[WRITTEN PROBLEM]
Copy every one of the lines below word for word, omitting the pictures from your answer.
### EXERCISE MATERIALS ###
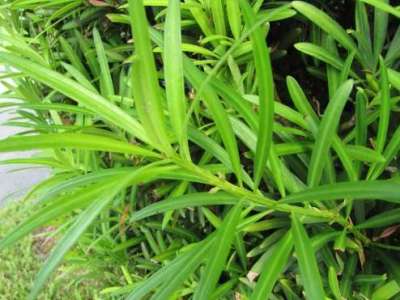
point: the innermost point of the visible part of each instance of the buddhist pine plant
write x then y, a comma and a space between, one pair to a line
188, 164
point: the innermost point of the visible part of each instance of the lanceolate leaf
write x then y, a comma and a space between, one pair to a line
387, 190
74, 90
273, 268
169, 271
326, 23
72, 140
266, 93
82, 222
184, 201
220, 251
326, 131
173, 61
309, 272
145, 80
384, 110
381, 220
106, 82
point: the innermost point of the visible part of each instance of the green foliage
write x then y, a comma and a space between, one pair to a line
209, 149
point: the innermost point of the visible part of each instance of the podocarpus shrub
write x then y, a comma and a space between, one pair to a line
231, 149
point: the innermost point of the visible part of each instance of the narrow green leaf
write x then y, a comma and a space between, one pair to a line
384, 219
173, 73
266, 93
73, 233
384, 109
169, 271
220, 251
387, 190
72, 140
146, 89
384, 6
106, 83
321, 54
73, 57
326, 131
308, 266
346, 281
79, 93
326, 23
218, 17
391, 150
234, 17
273, 267
184, 201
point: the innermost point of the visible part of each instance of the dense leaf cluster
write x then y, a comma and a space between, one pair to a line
210, 149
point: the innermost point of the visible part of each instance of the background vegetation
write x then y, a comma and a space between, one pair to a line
207, 149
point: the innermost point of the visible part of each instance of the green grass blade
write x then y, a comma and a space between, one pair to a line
167, 272
79, 93
266, 93
384, 219
384, 6
273, 267
184, 201
309, 272
384, 109
234, 17
387, 190
391, 150
218, 254
320, 53
174, 82
73, 57
106, 83
326, 131
326, 23
220, 116
72, 140
57, 208
146, 89
172, 284
82, 222
218, 17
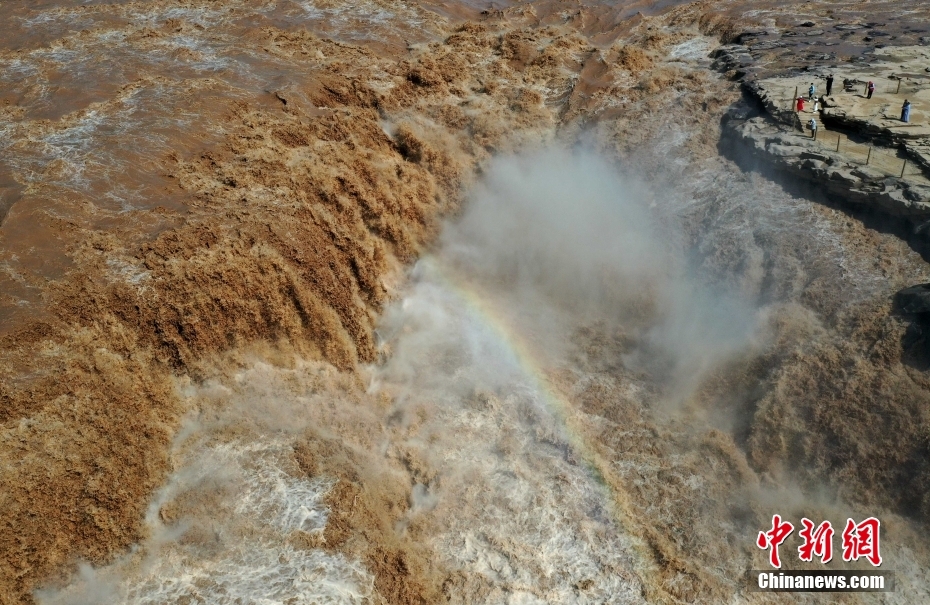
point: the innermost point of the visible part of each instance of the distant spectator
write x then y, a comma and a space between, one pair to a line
812, 124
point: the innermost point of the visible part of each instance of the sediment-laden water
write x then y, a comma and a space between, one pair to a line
313, 303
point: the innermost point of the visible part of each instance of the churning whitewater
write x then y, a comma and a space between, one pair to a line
499, 477
441, 302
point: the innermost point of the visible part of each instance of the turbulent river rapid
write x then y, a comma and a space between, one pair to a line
420, 302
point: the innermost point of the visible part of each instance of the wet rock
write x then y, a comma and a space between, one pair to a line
914, 299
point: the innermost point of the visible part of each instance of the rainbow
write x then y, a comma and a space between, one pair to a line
483, 309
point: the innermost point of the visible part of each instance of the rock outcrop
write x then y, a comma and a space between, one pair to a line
767, 127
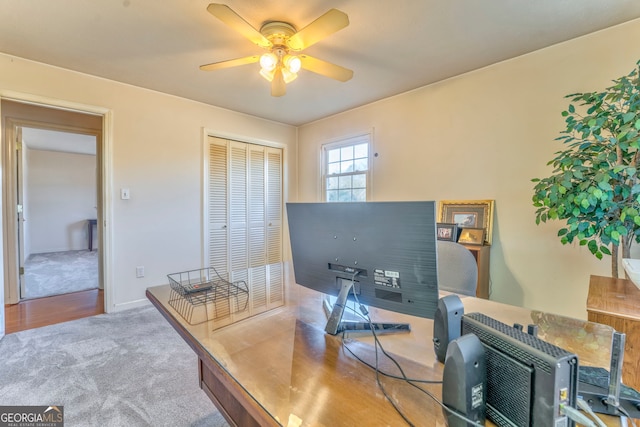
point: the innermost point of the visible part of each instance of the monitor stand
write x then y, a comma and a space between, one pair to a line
336, 324
603, 390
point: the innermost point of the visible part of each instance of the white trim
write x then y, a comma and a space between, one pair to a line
347, 140
107, 175
241, 138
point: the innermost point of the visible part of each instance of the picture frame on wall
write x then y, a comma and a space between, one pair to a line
468, 214
447, 231
472, 236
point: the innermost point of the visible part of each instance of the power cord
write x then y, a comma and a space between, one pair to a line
378, 344
576, 416
586, 408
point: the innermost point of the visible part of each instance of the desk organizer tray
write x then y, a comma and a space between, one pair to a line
202, 295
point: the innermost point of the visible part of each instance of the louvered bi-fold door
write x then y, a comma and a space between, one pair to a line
247, 245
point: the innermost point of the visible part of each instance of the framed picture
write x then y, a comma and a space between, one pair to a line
###
[RESULT]
point: the innermost point of the visible part of each instance of the buddhist pine plant
write x then y, a comma and a space between, one pair to a line
188, 164
point: the innermost point of the visible part of each instance of the lanceolate leaf
write x then y, a comma and a space between, one pair to a line
387, 190
74, 90
273, 268
169, 271
326, 23
72, 140
266, 93
82, 222
184, 201
220, 251
326, 131
173, 61
309, 272
145, 80
384, 110
381, 220
106, 82
point: the innermost point of the visible part of each instance of the green foliage
write x then y, a comma and a space between, one pair to a line
209, 149
point: the innermost point of the visible part of each instance of the podocarpus shrub
write x then y, a comma and a space between, one pair to a line
231, 149
point: the innermost point of the visible part of each instance of the narrow green leaf
write x then y, a comma and a space between, one pair to a line
384, 219
173, 73
266, 93
73, 233
384, 109
169, 271
220, 251
387, 190
72, 140
146, 89
384, 6
106, 83
321, 54
73, 57
326, 131
308, 266
346, 281
79, 93
326, 23
218, 17
391, 150
234, 17
273, 267
184, 201
point: the innermost point of the visible part of each instance of the dense leaf cluster
write x then y, a comma and a space between, one pair to a line
210, 149
point: the innermost point of the visible part of each instance of the background vegetation
write x then y, a comma and a space between, one pair to a line
207, 149
point: the innermost point of the visible part of each instance of the green grass blade
write x then y, a comma and a space between, one pair to a line
167, 272
79, 93
266, 93
384, 219
384, 6
273, 267
184, 201
309, 272
384, 109
234, 17
387, 190
391, 150
218, 254
320, 53
174, 82
73, 57
106, 83
326, 131
326, 23
220, 116
72, 140
57, 208
146, 89
172, 284
82, 222
218, 17
point: the innermost point of the visible part of each instance of the distant spectator
write x then y, a comma and a space between, one pair to a line
812, 124
point: the innermost point of the visible part of each instance of the sediment-laden water
write x then y, a comma and a space between, one pair to a line
313, 303
point: the innermost point of the visible part of each instance of the churning whitewater
write x then y, a comma and a space between, one pair to a line
499, 477
441, 302
point: the innermost point of the visible part of each instance of the turbulent river rapid
write x then y, a comma and a space between, one pair to a line
420, 302
point: the innermost point of the visible part of each instance of the wet rock
write x then y, a comma and a space between, one pair to a line
914, 299
point: the innermost point of the visible part of each instance of the rainbow
write x then y, a comma and a space between, one pair to a line
483, 309
point: the innermost point of the visible part of each instance of the rock outcrop
write x then y, a comma and a space between, one pair to a line
767, 127
point: the innermost point of the visible part of each instance of the monitor stand
write x then y, a comma and a space between, one pair to a line
336, 324
603, 390
point: the innermost point of the visible part of each instance of the white trim
write x then y, a comma and a space between, one pair to a line
347, 140
107, 175
241, 138
point: the innermost point of the visible part of each instance of the picture frame on wall
write x then y, a comma and a space between, one pair to a line
468, 214
447, 231
472, 236
point: the innermost point of the visible part of each instance of the power cord
write x then y, a comma and a space between, one pair to a line
378, 344
576, 416
586, 408
point: the innermost point of the visible part of each instance of the desk organizer tray
write x then y, a comma and a space between, one pair to a line
202, 295
point: the innermost point of the visible part of each instance of the louvered bi-fold door
write x then y, a comma and a space between, one pair to a line
247, 245
point: the innermost point of the visible part of each instance of the framed picture
write x then y, a comma and a space between, one pair to a line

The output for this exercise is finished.